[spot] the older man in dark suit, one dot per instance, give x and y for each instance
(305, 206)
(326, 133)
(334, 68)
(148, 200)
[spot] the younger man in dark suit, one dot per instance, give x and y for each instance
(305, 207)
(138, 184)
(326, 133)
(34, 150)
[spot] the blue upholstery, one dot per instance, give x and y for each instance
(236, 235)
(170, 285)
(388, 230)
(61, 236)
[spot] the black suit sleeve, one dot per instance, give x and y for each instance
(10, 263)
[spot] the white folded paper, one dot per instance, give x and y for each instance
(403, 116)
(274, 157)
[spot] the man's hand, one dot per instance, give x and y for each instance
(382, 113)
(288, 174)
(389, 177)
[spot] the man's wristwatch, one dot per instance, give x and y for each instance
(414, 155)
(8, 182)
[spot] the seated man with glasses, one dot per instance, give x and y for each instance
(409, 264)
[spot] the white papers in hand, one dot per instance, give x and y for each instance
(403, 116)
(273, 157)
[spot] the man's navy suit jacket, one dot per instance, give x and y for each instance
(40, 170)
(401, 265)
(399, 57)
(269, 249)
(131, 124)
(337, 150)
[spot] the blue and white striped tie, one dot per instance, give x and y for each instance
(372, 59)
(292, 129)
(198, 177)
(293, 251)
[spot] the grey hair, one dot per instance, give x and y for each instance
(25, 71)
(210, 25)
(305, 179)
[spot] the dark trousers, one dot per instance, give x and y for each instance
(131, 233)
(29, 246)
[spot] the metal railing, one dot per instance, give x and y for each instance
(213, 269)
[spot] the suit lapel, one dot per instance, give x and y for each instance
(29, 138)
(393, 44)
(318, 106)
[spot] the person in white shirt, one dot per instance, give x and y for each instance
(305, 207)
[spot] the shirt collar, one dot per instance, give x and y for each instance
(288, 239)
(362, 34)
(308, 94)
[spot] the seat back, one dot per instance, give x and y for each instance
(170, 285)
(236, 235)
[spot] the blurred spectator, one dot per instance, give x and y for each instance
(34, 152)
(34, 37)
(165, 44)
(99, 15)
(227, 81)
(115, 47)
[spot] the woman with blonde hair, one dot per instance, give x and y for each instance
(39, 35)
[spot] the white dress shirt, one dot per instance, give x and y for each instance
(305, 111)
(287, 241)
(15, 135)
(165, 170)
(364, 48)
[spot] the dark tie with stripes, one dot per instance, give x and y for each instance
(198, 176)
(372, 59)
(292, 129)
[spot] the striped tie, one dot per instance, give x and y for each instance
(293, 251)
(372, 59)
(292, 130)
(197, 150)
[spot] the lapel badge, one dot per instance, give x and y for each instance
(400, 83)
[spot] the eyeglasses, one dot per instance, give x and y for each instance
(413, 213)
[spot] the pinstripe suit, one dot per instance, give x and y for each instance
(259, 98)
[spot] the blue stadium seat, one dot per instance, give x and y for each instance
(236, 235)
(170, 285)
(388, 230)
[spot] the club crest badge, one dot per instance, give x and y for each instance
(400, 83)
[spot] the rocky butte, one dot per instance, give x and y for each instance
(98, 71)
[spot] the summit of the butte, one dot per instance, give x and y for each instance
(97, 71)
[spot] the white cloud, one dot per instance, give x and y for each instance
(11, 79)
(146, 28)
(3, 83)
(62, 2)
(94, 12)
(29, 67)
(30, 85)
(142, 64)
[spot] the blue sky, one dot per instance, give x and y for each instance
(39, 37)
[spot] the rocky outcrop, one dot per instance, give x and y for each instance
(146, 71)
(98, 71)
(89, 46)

● ● ● ● ● ● ●

Write out the part of the lines above that opens with the line containing "[spot] the lapel" and closes with the final line, copying each one without any change.

OUTPUT OF THE TASK:
[spot] the lapel badge, one dot per instance, give x and y for each instance
(400, 83)
[spot] the eyeglasses, one dot per instance, give x and y for each instance
(413, 213)
[spot] the pinstripe suit, one dot per instance, give x and y for each instance
(259, 98)
[spot] the blue stadium seat, one dot per instance, give x and y for each instance
(236, 235)
(170, 285)
(388, 230)
[spot] the club crest badge, one dot per instance, give x and y for each instance
(400, 83)
[spot] the rocky butte, one dot per instance, give x and y for each instance
(98, 71)
[spot] the summit of the butte, one dot per instance, give x and y for each instance
(97, 71)
[spot] the white cloud, one dot per instance, give x and y for each instance
(11, 79)
(146, 28)
(3, 83)
(62, 2)
(94, 12)
(29, 67)
(30, 85)
(142, 64)
[spot] the blue sky, one dot per instance, give x and y for each instance
(39, 37)
[spot] the rocky outcrop, one dot per instance, give x and y for each instance
(146, 71)
(98, 71)
(89, 46)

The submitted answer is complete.